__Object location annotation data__
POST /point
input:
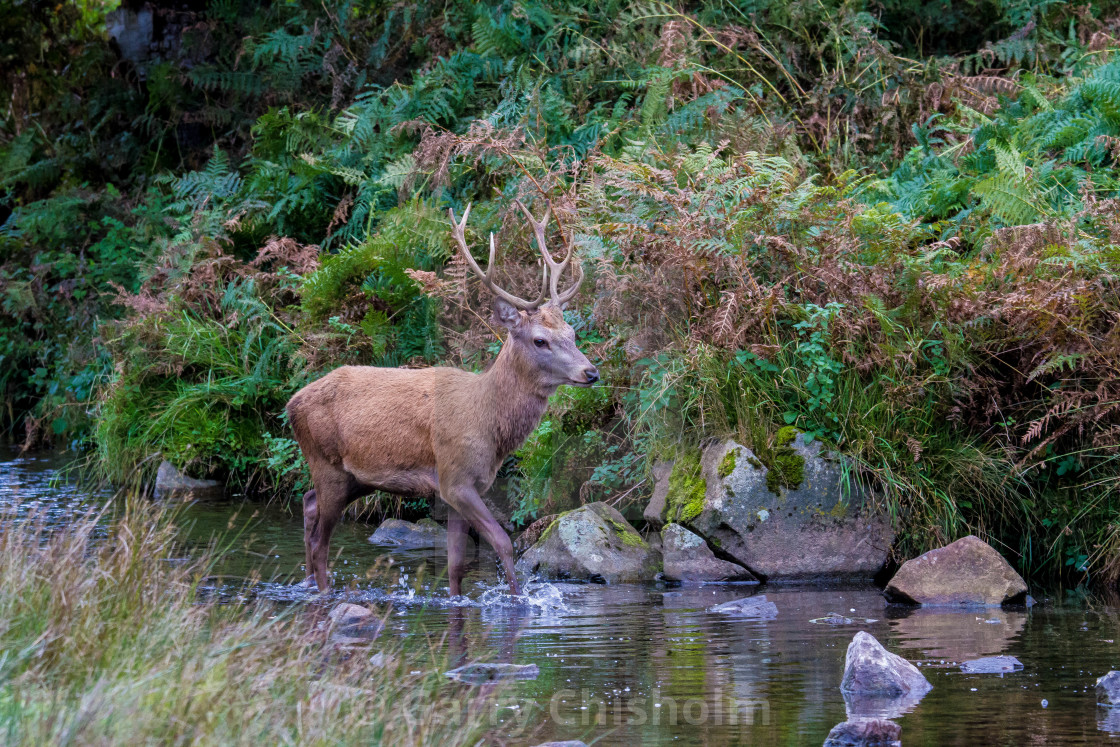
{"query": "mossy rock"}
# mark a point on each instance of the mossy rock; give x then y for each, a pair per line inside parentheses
(593, 543)
(799, 520)
(687, 488)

__Stated task__
Copy out the records again with "mossy rock" switched to "mossy boulder" everywhere and nothing else altered, leaving out the pictures.

__Exercise response__
POST /point
input:
{"query": "mossy boulder"}
# mark a point on each instance of the mossy boulder; give x then y for each, a pair per line inside parentheses
(593, 543)
(799, 520)
(687, 488)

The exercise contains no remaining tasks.